## Stated goal:
Pick out each line below that contains the word "metal" and copy it.

Collected data entries:

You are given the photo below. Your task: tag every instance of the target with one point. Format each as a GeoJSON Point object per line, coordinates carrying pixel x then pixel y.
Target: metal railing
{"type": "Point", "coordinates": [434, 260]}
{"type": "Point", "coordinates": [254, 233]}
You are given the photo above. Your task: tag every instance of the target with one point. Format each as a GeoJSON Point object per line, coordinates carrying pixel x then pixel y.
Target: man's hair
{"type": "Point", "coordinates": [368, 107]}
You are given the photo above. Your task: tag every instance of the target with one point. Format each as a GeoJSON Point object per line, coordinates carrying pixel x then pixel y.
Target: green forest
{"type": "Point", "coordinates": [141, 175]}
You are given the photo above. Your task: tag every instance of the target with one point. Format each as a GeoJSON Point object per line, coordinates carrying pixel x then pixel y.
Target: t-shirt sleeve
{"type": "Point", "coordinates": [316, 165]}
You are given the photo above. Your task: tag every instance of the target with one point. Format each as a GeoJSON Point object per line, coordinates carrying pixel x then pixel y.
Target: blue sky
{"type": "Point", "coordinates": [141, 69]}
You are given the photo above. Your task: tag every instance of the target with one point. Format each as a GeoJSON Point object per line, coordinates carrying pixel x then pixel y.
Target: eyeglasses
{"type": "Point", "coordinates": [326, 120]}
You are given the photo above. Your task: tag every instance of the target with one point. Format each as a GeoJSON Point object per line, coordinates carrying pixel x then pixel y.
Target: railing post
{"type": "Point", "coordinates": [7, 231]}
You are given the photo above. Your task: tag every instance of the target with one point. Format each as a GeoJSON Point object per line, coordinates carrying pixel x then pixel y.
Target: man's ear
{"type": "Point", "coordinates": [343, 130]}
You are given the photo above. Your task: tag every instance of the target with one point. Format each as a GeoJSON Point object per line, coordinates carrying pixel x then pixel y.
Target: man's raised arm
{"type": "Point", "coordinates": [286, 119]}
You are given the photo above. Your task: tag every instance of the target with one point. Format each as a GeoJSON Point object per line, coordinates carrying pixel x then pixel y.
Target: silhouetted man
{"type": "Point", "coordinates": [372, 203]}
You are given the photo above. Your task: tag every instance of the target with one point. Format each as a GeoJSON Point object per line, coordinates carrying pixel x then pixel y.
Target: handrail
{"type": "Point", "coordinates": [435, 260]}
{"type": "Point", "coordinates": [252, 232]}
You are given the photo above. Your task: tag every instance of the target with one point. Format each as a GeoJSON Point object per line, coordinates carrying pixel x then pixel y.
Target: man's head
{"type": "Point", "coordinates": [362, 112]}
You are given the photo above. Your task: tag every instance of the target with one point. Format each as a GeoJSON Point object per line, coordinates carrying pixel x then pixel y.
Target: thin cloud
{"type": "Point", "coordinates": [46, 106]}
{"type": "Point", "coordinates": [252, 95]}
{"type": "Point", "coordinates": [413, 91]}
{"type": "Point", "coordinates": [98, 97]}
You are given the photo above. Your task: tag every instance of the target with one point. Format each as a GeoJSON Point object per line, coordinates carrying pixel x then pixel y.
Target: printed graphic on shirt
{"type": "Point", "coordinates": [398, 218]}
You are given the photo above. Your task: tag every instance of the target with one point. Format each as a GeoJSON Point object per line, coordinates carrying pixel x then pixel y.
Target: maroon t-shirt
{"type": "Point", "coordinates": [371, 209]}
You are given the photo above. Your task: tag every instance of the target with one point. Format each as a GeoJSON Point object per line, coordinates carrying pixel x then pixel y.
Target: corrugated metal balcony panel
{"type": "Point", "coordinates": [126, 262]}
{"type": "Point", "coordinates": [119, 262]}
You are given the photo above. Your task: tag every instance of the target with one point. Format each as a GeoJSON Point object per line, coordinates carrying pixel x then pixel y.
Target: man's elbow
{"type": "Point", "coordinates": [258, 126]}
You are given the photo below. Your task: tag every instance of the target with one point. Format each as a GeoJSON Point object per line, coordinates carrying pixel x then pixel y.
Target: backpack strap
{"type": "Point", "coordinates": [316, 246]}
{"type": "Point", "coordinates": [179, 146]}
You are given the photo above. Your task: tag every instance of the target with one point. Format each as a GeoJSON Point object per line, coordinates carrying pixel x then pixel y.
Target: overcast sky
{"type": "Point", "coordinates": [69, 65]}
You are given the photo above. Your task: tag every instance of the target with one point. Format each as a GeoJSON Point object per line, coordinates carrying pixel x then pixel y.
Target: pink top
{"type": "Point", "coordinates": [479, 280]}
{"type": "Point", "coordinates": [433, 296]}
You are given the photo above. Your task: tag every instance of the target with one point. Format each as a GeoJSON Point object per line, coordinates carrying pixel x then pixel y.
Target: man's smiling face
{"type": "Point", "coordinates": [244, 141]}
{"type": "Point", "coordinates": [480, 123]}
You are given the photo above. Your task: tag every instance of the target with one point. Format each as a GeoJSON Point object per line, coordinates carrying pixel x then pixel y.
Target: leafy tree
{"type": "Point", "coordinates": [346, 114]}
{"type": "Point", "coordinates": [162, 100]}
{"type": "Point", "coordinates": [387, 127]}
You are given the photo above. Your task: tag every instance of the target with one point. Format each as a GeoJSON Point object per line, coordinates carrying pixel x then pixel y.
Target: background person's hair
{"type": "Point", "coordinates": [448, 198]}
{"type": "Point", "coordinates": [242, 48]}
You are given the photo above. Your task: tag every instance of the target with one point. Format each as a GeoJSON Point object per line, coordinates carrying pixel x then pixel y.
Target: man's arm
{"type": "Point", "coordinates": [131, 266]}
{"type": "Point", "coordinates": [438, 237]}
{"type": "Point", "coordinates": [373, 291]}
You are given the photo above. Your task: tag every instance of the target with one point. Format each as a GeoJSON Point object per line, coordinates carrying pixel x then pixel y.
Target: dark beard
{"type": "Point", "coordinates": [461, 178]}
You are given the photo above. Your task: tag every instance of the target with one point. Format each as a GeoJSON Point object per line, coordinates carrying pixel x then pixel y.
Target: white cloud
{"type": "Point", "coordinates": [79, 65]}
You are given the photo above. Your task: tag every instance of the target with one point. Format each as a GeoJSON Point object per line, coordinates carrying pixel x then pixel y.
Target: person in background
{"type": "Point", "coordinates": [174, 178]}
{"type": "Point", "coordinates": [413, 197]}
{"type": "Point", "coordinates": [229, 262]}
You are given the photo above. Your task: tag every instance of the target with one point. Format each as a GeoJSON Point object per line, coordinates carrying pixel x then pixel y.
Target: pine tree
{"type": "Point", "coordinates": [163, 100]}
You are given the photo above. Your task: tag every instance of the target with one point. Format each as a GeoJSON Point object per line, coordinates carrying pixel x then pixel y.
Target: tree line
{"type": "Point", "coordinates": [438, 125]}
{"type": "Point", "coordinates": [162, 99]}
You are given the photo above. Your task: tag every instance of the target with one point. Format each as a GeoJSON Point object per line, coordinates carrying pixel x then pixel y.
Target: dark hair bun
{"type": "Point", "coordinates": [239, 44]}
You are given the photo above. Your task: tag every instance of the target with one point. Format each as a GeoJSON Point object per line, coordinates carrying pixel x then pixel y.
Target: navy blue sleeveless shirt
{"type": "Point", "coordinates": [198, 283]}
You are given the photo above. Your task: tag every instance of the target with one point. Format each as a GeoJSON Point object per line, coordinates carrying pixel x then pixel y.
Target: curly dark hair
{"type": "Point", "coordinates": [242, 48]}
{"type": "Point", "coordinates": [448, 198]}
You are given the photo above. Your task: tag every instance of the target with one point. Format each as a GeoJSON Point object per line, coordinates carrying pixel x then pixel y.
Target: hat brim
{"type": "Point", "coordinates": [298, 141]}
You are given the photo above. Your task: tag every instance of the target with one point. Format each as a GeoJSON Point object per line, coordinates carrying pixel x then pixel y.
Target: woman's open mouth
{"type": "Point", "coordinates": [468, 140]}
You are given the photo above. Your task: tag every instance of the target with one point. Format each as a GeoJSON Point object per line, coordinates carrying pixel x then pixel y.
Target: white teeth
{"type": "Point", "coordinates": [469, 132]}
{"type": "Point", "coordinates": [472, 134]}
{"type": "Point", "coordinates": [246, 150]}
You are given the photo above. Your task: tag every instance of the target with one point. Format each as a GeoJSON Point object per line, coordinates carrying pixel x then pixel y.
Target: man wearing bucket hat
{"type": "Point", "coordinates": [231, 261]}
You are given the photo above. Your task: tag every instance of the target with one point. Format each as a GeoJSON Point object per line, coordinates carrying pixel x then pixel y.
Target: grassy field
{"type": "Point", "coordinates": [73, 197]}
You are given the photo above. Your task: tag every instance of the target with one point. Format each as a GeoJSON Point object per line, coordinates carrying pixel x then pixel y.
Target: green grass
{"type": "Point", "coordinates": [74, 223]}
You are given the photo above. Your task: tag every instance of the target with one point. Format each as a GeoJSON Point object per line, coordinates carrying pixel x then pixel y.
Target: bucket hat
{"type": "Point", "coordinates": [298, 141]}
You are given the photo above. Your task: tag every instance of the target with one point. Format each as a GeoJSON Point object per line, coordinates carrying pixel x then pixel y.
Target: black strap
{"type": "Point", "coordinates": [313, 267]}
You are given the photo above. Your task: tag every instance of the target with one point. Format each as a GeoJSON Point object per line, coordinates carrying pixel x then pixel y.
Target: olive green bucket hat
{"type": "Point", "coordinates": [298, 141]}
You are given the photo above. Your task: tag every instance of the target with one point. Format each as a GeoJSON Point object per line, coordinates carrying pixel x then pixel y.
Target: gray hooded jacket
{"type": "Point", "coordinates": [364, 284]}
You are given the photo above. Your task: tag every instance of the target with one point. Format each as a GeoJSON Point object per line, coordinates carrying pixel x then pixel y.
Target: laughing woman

## Answer to this exercise:
Target: metal railing
Target: corrugated metal balcony panel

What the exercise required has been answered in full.